# [Short problem]
Reproduce the following rows word for word, starting at the line containing "Where can you see the steep" and ending at the line containing "[[363, 157], [47, 210]]", with both of those lines included.

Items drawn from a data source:
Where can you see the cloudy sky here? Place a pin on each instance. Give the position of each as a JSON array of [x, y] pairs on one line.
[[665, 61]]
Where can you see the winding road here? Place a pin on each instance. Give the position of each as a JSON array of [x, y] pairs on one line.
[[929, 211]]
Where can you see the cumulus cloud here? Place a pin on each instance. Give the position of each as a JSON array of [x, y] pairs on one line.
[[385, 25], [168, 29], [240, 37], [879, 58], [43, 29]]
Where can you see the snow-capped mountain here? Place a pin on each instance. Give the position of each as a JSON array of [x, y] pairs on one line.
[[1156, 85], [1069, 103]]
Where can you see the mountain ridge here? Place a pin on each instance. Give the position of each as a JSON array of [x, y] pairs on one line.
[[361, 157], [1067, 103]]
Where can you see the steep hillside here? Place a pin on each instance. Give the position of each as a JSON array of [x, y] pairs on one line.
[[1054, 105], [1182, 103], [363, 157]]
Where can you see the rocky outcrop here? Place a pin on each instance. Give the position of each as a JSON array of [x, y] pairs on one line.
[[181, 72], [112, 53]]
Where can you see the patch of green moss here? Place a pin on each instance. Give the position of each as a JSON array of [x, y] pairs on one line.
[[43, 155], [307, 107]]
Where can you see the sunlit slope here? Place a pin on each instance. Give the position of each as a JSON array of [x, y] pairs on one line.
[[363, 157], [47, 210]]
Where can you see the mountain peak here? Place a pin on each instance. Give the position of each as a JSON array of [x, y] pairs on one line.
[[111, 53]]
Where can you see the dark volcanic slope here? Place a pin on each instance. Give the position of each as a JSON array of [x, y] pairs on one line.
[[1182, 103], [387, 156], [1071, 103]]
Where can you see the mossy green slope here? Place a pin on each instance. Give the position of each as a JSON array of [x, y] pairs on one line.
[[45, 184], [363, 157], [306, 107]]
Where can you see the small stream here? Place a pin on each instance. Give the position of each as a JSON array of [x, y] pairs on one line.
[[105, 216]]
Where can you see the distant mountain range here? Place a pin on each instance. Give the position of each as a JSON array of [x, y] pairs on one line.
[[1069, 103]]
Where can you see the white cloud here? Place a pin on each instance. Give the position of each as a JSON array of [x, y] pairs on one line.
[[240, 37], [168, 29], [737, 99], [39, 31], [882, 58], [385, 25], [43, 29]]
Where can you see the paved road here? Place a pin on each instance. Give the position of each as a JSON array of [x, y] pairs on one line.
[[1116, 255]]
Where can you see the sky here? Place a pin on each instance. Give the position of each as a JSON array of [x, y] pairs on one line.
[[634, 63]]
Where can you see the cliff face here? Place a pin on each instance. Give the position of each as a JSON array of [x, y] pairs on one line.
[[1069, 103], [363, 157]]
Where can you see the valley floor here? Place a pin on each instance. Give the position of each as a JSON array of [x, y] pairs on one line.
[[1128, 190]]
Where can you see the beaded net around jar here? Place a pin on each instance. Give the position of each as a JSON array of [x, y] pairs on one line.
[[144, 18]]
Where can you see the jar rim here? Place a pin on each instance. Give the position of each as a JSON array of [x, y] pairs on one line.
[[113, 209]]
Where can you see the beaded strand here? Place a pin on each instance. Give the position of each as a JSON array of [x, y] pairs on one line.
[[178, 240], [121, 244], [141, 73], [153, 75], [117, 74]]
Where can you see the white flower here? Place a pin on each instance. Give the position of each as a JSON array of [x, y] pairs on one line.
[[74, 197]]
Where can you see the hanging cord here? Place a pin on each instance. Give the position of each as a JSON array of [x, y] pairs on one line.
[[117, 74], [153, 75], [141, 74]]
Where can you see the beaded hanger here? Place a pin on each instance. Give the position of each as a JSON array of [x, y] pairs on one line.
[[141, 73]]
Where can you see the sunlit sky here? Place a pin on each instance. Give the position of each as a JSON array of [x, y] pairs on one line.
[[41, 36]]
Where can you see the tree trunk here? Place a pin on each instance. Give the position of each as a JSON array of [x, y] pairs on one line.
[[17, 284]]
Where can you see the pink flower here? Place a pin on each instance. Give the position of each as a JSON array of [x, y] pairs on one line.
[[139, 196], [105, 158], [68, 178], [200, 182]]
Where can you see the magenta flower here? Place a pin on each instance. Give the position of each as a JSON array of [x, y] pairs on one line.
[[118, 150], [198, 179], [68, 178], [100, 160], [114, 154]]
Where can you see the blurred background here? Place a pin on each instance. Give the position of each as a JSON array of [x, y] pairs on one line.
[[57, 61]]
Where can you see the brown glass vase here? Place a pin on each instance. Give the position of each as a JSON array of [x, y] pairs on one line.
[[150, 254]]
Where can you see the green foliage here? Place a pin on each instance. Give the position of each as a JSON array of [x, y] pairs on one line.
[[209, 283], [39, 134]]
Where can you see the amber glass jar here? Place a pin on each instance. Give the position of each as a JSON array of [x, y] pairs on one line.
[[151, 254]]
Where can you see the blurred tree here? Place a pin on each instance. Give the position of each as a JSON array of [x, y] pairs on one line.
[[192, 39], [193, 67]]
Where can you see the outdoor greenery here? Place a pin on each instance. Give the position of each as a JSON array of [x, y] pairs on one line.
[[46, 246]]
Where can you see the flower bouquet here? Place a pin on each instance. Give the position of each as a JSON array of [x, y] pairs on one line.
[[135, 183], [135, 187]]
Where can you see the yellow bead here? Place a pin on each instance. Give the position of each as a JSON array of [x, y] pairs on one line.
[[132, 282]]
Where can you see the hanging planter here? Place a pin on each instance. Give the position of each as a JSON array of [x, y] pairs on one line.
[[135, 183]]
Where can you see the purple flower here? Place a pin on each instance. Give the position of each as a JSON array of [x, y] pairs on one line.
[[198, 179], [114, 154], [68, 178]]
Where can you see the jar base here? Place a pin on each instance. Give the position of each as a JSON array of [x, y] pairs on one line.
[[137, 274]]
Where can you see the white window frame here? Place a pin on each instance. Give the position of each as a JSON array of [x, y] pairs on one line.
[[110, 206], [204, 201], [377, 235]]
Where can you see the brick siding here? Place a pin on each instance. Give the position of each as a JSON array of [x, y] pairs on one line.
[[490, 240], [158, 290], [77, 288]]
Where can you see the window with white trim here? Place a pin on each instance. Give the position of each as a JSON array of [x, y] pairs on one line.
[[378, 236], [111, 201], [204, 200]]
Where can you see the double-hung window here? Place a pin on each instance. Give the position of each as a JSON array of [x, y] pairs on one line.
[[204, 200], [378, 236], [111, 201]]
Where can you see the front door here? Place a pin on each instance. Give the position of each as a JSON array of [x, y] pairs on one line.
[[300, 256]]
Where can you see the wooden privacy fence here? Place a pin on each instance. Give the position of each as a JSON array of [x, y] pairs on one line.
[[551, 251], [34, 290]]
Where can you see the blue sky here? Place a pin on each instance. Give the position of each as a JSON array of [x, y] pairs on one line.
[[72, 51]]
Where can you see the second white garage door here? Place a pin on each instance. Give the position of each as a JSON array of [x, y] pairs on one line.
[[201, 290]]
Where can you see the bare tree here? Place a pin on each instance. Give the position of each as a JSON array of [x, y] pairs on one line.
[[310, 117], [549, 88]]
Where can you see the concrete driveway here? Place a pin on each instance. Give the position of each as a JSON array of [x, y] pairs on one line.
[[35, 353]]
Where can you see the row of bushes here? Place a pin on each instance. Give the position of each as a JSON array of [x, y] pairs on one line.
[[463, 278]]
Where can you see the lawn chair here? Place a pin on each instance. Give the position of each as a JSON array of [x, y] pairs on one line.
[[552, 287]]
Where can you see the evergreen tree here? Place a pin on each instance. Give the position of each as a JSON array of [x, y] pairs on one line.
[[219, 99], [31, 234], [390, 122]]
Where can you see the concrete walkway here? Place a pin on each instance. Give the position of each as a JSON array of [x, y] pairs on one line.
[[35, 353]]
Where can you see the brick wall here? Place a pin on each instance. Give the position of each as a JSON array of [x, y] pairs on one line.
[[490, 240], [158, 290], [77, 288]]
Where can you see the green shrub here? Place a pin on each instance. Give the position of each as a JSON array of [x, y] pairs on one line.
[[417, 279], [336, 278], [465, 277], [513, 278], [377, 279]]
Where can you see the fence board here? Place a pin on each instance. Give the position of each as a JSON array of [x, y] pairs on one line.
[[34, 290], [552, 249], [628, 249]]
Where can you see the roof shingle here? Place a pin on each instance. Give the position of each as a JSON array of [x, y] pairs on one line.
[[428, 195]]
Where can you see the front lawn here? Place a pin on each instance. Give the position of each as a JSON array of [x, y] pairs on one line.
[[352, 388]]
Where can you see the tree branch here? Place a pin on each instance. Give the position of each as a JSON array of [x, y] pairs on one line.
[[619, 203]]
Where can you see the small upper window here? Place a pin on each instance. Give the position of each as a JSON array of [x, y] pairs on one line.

# [The output]
Where can you see the steep hillside here? Place a pin on each instance. Give the position of each as a JSON array of [x, y] pairs on one line.
[[1054, 105], [1182, 103], [363, 157]]
Where can you see the rocky outcrop here? Place a pin on each instance. Give the position of each as a JSON array of [x, y] pairs on one line.
[[181, 72], [112, 53]]
Where can you see the patch of green moss here? Place a pin on each instance. Give the position of each as a JSON array of [x, y] pairs on one line.
[[43, 155], [307, 107]]
Where can you see the sunlit slope here? Place a pin on each instance. Give the position of each as a JSON array of [x, y] pairs on one line.
[[363, 157], [47, 210]]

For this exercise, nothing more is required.